Quoted text:
• • • • •

We are all judges.
One can try to stay open-minded, but inevitably they will judge and draw conclusions about every person that they meet.
In the wild, animals are hardwired to make quick judgments about predators and prey to survive. And in many ways humans do the same. Whether it is when you see a man walking towards you at night in an unfamiliar neighborhood, or when you are at sitting across the table interviewing a recruit looking for a job, you are actively assessing, measuring and judging people. It is human nature for us to draw conclusions about those around us.
For every person we meet each of us collects data, looks for patterns, and then uses that information to make judgments.
The key in the above sentence though is about collecting the data. Once you realize the way people are seeing you, then you can improve your relationships and interactions with those around you through getting better control and awareness of the signals you are projecting.
When it comes to human relationships it helps to think of each one as a filmstrip, or series of Polaroid pictures. Every time you interact with someone it generates another picture in the sequence. And lots of things are interactions – emails, conversations, meals, or even someone talking about you (and these interactions you have no control over!). Each one of these interactions adds another frame, or data point.
The more frames a person has about you, the more likely their view is more balanced. However, if a person has only heard about you, seen you, or met you once – then they have a very small sample set of information to determine their opinion of you.
Do you know someone who you have never met before but you think they are awful, a jerk, or worse?
Why do you feel this way about someone you don’t know?
Chances are it is because you have read or heard something negative about them. If you met them and spent time with them, it is entirely possible you might not think they are so bad. And if you spent a week with them, you may even grow to like them (now it is also possible you could grow to hate them too – but at least you would be doing so based on your interactions, not heresy and gossip).
Now think about the source of the information that colored your opinion of the “awful” person. Why do you trust that source?

• • • • •

Given data:

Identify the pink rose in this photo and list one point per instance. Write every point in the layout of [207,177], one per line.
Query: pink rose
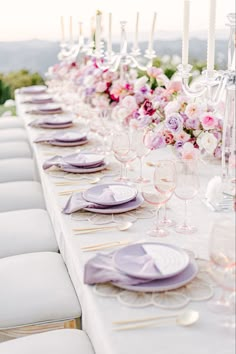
[101,87]
[208,121]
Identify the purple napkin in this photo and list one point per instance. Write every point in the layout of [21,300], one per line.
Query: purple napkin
[39,122]
[76,202]
[44,111]
[101,269]
[59,162]
[42,101]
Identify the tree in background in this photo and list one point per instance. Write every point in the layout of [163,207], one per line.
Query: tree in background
[16,79]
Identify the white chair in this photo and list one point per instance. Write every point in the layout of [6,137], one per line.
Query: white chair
[17,134]
[19,169]
[12,149]
[36,289]
[21,195]
[64,341]
[11,123]
[26,231]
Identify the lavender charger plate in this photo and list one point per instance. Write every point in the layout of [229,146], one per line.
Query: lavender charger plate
[173,258]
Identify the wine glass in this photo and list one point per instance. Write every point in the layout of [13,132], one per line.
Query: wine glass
[124,152]
[166,221]
[141,151]
[223,265]
[187,187]
[160,191]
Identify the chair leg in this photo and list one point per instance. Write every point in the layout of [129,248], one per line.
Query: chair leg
[12,333]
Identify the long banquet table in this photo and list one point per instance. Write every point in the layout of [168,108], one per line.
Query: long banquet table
[205,337]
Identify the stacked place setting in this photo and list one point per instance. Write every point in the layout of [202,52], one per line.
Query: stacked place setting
[46,108]
[109,198]
[77,163]
[53,122]
[142,267]
[39,99]
[64,139]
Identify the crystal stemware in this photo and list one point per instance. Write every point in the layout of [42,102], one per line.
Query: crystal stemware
[160,191]
[187,187]
[141,151]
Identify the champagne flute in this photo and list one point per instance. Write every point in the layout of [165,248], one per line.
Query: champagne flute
[223,265]
[124,152]
[186,188]
[160,191]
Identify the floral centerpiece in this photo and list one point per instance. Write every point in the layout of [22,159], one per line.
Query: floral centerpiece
[168,117]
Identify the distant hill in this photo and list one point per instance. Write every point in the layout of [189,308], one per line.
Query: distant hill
[38,55]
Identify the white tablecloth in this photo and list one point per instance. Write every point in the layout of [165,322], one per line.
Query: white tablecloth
[205,337]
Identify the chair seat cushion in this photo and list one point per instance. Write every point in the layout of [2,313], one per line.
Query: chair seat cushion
[17,134]
[26,231]
[19,169]
[11,122]
[12,149]
[21,195]
[35,289]
[64,341]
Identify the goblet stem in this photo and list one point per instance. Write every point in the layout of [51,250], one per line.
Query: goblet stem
[140,168]
[157,217]
[185,213]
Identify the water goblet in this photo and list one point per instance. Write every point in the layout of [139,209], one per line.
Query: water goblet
[159,192]
[187,187]
[141,151]
[123,151]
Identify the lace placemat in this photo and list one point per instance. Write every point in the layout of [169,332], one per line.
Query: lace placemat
[201,288]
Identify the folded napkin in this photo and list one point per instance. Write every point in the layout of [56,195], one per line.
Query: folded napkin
[52,123]
[59,162]
[44,111]
[76,202]
[101,269]
[38,101]
[52,138]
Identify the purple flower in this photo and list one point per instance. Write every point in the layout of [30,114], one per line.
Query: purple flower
[144,121]
[192,123]
[218,152]
[179,144]
[89,91]
[139,97]
[174,123]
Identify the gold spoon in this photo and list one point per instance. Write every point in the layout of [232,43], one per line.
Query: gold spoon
[121,227]
[184,319]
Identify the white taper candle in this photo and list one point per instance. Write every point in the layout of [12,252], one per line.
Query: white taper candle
[211,36]
[109,41]
[136,32]
[185,41]
[71,30]
[62,30]
[150,44]
[98,31]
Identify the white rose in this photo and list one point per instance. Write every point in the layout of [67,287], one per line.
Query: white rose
[139,83]
[172,107]
[88,81]
[208,142]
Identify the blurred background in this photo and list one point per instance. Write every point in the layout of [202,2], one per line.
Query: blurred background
[30,34]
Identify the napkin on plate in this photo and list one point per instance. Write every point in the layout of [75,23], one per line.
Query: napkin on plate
[76,202]
[59,162]
[100,269]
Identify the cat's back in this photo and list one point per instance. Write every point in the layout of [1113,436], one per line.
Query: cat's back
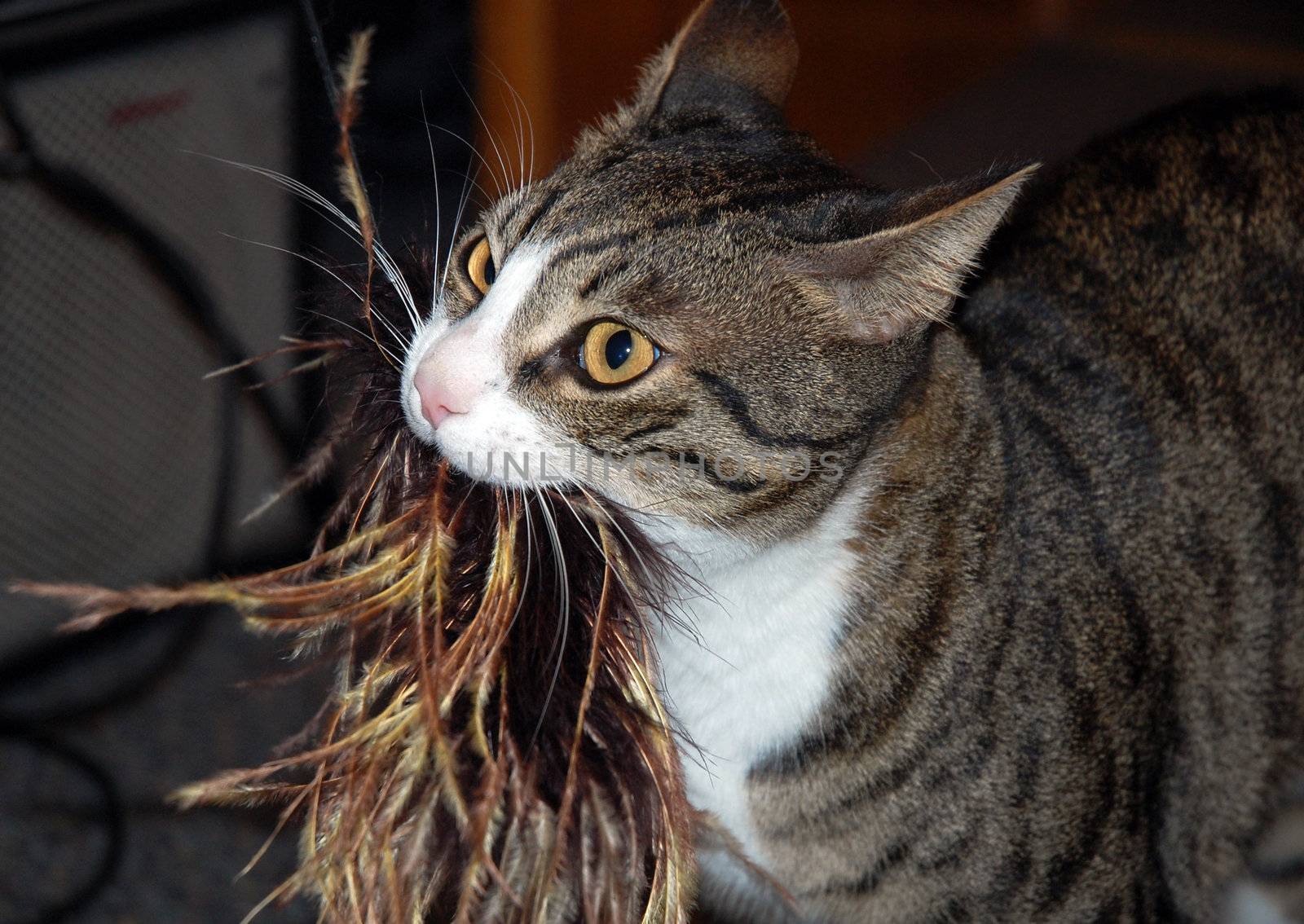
[1141,334]
[1149,296]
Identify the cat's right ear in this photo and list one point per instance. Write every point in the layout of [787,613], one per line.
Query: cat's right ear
[908,275]
[729,56]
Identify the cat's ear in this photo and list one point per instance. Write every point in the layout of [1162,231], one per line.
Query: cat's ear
[908,275]
[729,56]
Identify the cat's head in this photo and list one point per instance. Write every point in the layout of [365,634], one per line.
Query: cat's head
[698,315]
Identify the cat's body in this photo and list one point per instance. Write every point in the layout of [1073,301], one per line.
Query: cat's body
[1069,676]
[1027,641]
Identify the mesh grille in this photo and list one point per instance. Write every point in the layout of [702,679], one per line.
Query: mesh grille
[108,433]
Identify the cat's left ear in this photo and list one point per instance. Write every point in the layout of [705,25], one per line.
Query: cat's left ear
[908,276]
[729,56]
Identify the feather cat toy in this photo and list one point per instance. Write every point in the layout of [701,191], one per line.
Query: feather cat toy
[495,747]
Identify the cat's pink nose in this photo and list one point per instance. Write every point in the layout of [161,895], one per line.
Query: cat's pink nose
[443,384]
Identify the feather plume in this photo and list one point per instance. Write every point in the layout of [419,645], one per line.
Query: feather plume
[495,747]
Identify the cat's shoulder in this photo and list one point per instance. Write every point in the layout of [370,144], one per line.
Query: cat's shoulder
[1217,146]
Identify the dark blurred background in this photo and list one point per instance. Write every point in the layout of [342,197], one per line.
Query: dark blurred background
[134,260]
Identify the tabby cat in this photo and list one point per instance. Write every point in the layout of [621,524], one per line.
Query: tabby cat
[995,606]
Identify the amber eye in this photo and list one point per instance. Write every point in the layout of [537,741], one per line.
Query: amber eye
[480,266]
[613,354]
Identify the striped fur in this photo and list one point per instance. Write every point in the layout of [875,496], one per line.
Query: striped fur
[1066,665]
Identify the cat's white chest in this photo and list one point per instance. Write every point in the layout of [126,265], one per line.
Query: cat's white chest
[756,675]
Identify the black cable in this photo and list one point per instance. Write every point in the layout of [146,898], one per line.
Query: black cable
[111,815]
[93,204]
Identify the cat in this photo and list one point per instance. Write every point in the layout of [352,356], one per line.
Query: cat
[997,605]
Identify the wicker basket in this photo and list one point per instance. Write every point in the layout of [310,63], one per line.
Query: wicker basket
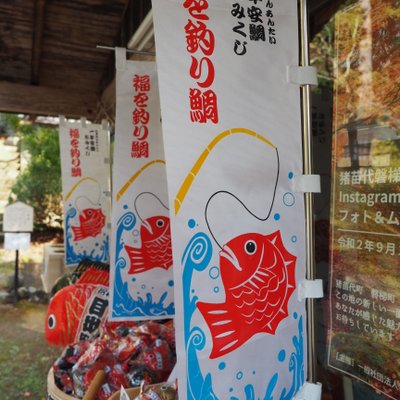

• • • • •

Exercise brief:
Repeat the part of the essay on judging others, starting at "Do you know" and ending at "heresy and gossip).". Work only from the essay on how people judge one another.

The response:
Do you know someone who you have never met before but you think they are awful, a jerk, or worse?
Why do you feel this way about someone you don’t know?
Chances are it is because you have read or heard something negative about them. If you met them and spent time with them, it is entirely possible you might not think they are so bad. And if you spent a week with them, you may even grow to like them (now it is also possible you could grow to hate them too – but at least you would be doing so based on your interactions, not heresy and gossip).